**Selected passage:**
▬▬▬▬▬▬

Fabric Plane Management

 

Fabric Plane Management on AS MLC Modular Carrier Card

The Application Services Modular Line Card (AS MLC) provides high application throughput and storage space, and is designed to run services on the MX240, MX480, and MX960 routers. The AS MLC consists of the following components:

  • Application Services Modular Carrier Card (AS MCC)

  • Application Services Modular Processing Card (AS MXC)

  • Application Services Modular Storage Card (AS MSC)

The AS MCC plugs into the chassis and provides the fabric interface.

An MX960 router can support three Switch Control Boards (SCBs) or six fabric planes. The AS MCC supports six fabric planes. An MX240 or MX480 router can support upto two SCBs or two fabric planes. The AS MCC at any time can provide connectivity to only six of the eight fabric planes. Fabric planes 1 and 5, and 3 and 7 use shared physical links. So between fabric planes 1 and 5 only one plane can be active. Similarly between fabric planes 3 and 7, only one plane can be active.

This behavior impacts the output of fabric-related monitoring commands on MX240 and MX480 routers with AS MCCs.

▬▬▬▬▬▬

**Problem set:**
a - According to the fabric plane management page, how many fabric planes does the AS MCC support?
b - Please reproduce the fabric plane management page word for word, beginning at the words "An MX960 router" and stopping after "7, only one plane can be active.".
c - Based on the fabric plane management page, answer yes or no to each statement, and quote the words of the page that decide it.
(i) The AS MCC plugs into the chassis and provides the fabric interface.
(ii) An MX240 router can support three Switch Control Boards.
(iii) Fabric planes 1 and 5 can both be active at the same time.
The records after this point have no role in this work.

▬▬▬▬▬▬

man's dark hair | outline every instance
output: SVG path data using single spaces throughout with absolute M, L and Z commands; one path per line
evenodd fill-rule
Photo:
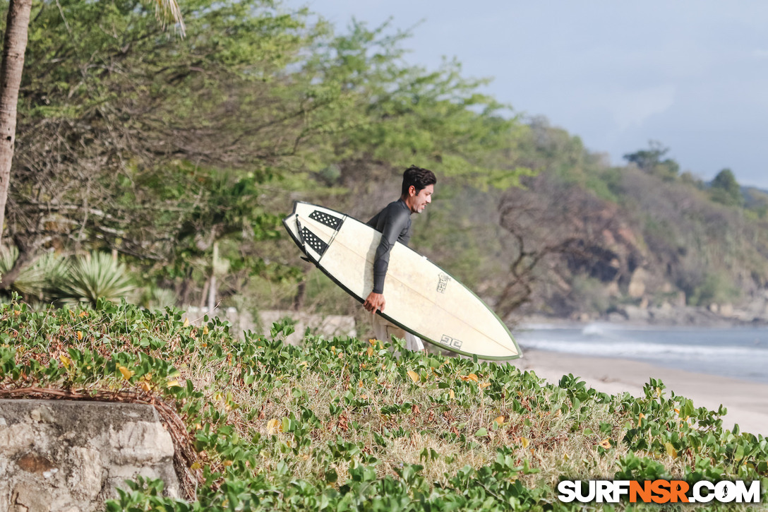
M 419 194 L 422 188 L 426 188 L 428 185 L 437 183 L 437 177 L 435 173 L 429 169 L 422 169 L 420 167 L 412 165 L 402 173 L 402 194 L 408 194 L 408 189 L 411 185 L 416 189 Z

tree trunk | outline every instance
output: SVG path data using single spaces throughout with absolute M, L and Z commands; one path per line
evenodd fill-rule
M 5 22 L 5 39 L 0 65 L 0 241 L 5 222 L 5 203 L 8 202 L 11 163 L 16 142 L 16 105 L 31 8 L 32 0 L 11 0 Z

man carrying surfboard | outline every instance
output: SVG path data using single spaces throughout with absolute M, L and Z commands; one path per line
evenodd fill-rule
M 389 336 L 405 338 L 406 347 L 410 351 L 424 349 L 422 340 L 409 332 L 391 324 L 379 315 L 386 301 L 384 299 L 384 280 L 389 266 L 389 252 L 396 241 L 408 245 L 412 234 L 411 214 L 421 213 L 432 202 L 437 178 L 429 169 L 412 165 L 402 173 L 400 198 L 374 215 L 366 224 L 381 232 L 382 238 L 376 248 L 373 261 L 373 290 L 369 294 L 362 307 L 373 314 L 373 333 L 380 340 Z

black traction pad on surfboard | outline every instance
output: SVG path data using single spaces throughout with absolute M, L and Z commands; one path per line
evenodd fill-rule
M 336 231 L 339 231 L 339 228 L 343 222 L 343 221 L 338 217 L 334 217 L 333 215 L 326 214 L 326 212 L 320 211 L 319 210 L 315 210 L 310 214 L 310 218 L 313 221 L 317 221 L 320 224 L 323 224 Z
M 305 244 L 314 249 L 315 252 L 322 256 L 328 249 L 328 244 L 320 240 L 316 234 L 306 227 L 301 228 L 301 239 Z

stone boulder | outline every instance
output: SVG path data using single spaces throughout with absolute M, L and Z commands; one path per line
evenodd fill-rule
M 151 405 L 0 400 L 0 510 L 101 510 L 139 475 L 180 497 L 173 458 Z

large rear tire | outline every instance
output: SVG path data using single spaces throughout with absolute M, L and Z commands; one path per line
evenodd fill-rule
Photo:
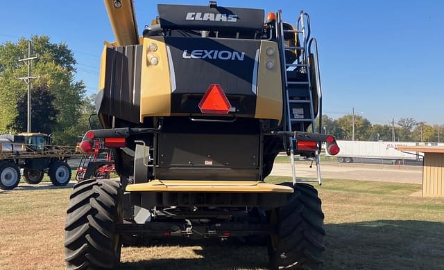
M 25 168 L 23 176 L 26 183 L 31 185 L 36 185 L 43 180 L 43 172 L 40 170 Z
M 291 183 L 284 186 L 293 186 Z M 274 231 L 268 244 L 271 269 L 318 270 L 325 250 L 321 201 L 310 185 L 298 183 L 287 204 L 271 211 Z
M 71 180 L 71 167 L 60 161 L 54 162 L 49 167 L 49 179 L 54 186 L 66 186 Z
M 84 180 L 74 185 L 67 210 L 65 260 L 67 269 L 116 268 L 121 237 L 115 233 L 122 222 L 120 183 L 108 179 Z
M 20 168 L 13 162 L 0 161 L 0 188 L 9 190 L 20 182 Z

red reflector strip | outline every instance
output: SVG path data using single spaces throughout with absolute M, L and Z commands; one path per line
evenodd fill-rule
M 203 114 L 227 114 L 231 109 L 230 101 L 219 84 L 211 84 L 199 102 Z
M 105 138 L 105 147 L 124 147 L 126 145 L 125 138 Z
M 316 141 L 298 141 L 298 150 L 299 151 L 316 151 Z
M 89 141 L 83 141 L 80 143 L 80 149 L 83 152 L 89 152 L 92 149 L 92 143 Z

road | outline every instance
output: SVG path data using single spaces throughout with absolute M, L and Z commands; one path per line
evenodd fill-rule
M 316 178 L 316 166 L 310 168 L 309 164 L 296 162 L 298 177 Z M 321 162 L 321 170 L 323 178 L 410 183 L 421 183 L 422 181 L 421 166 Z M 275 163 L 271 175 L 291 177 L 290 164 Z

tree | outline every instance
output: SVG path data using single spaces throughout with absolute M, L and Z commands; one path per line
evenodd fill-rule
M 353 129 L 353 116 L 346 114 L 334 122 L 341 129 L 343 134 L 343 139 L 351 140 Z M 355 116 L 355 139 L 357 141 L 367 141 L 371 134 L 372 124 L 370 121 L 361 116 Z
M 31 132 L 51 134 L 57 124 L 58 114 L 58 110 L 53 105 L 56 97 L 46 84 L 37 85 L 31 91 Z M 19 97 L 17 111 L 15 120 L 8 127 L 24 132 L 28 123 L 28 93 Z
M 368 141 L 392 141 L 392 128 L 388 125 L 373 125 Z
M 34 85 L 46 85 L 54 96 L 53 104 L 58 111 L 53 127 L 54 140 L 58 144 L 73 144 L 81 118 L 81 105 L 85 98 L 85 84 L 76 82 L 76 60 L 67 44 L 53 44 L 48 36 L 32 36 L 33 53 L 39 57 L 33 61 L 33 73 L 39 75 Z M 17 101 L 26 91 L 26 86 L 17 78 L 26 73 L 26 66 L 17 60 L 27 55 L 28 44 L 24 38 L 17 43 L 0 44 L 0 132 L 16 132 L 13 125 L 17 111 Z M 22 130 L 20 130 L 22 131 Z
M 400 118 L 398 125 L 401 127 L 398 136 L 400 141 L 411 141 L 411 130 L 417 124 L 416 120 L 412 118 Z
M 432 126 L 425 122 L 420 122 L 412 132 L 412 137 L 416 141 L 437 142 L 436 132 Z

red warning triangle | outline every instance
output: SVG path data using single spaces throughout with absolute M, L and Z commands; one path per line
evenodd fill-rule
M 231 105 L 219 84 L 210 84 L 199 102 L 203 114 L 227 114 Z

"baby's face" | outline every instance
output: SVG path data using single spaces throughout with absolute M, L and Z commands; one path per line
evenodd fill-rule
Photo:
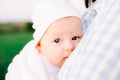
M 50 25 L 40 40 L 38 49 L 50 63 L 61 67 L 82 36 L 82 23 L 78 18 L 62 18 Z

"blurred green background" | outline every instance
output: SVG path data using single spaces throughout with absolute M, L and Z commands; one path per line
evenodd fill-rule
M 0 80 L 5 80 L 13 57 L 32 40 L 33 31 L 31 22 L 0 24 Z

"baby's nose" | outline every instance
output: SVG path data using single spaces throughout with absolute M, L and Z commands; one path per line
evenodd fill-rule
M 64 45 L 65 51 L 72 52 L 75 48 L 74 44 L 72 42 L 66 42 Z

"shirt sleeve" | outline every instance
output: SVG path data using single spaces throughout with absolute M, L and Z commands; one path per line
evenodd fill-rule
M 120 0 L 102 0 L 83 39 L 67 59 L 58 80 L 120 79 Z

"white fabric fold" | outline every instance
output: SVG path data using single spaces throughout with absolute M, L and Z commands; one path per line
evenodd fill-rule
M 48 80 L 40 55 L 30 41 L 13 59 L 5 80 Z

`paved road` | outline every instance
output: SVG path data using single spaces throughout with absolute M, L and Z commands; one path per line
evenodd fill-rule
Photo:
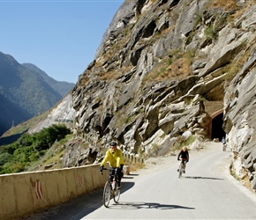
M 191 155 L 181 179 L 173 157 L 154 172 L 124 177 L 118 204 L 102 206 L 101 190 L 37 219 L 256 219 L 256 195 L 229 175 L 230 155 L 221 144 Z

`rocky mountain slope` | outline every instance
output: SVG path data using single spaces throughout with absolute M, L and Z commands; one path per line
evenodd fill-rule
M 98 161 L 113 139 L 147 158 L 226 134 L 234 173 L 256 190 L 255 16 L 252 0 L 125 1 L 72 91 L 84 138 L 64 165 Z

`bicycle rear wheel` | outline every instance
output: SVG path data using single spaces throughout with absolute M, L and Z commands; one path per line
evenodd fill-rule
M 119 198 L 120 198 L 120 189 L 116 189 L 114 191 L 114 202 L 117 203 L 119 201 Z
M 103 190 L 103 204 L 106 208 L 109 207 L 110 196 L 111 196 L 111 186 L 110 183 L 107 181 Z
M 182 172 L 183 172 L 183 164 L 180 163 L 179 170 L 178 170 L 178 178 L 182 177 Z

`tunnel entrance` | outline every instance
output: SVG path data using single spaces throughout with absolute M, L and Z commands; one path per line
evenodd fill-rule
M 217 114 L 215 118 L 212 119 L 212 134 L 211 138 L 218 138 L 221 142 L 223 136 L 226 136 L 226 133 L 222 128 L 223 124 L 223 113 Z

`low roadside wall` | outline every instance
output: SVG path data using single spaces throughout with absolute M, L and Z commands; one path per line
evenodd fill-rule
M 0 175 L 0 219 L 18 219 L 103 187 L 100 165 Z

▬▬▬▬▬▬

**Expected results:**
a - Six fabric planes.

b -
An MX960 router can support three Switch Control Boards (SCBs) or six fabric planes. The AS MCC supports six fabric planes. An MX240 or MX480 router can support upto two SCBs or two fabric planes. The AS MCC at any time can provide connectivity to only six of the eight fabric planes. Fabric planes 1 and 5, and 3 and 7 use shared physical links. So between fabric planes 1 and 5 only one plane can be active. Similarly between fabric planes 3 and 7, only one plane can be active.

c -
(i) Yes: "The AS MCC plugs into the chassis and provides the fabric interface."
(ii) No: "An MX240 or MX480 router can support upto two SCBs or two fabric planes."
(iii) No: "So between fabric planes 1 and 5 only one plane can be active."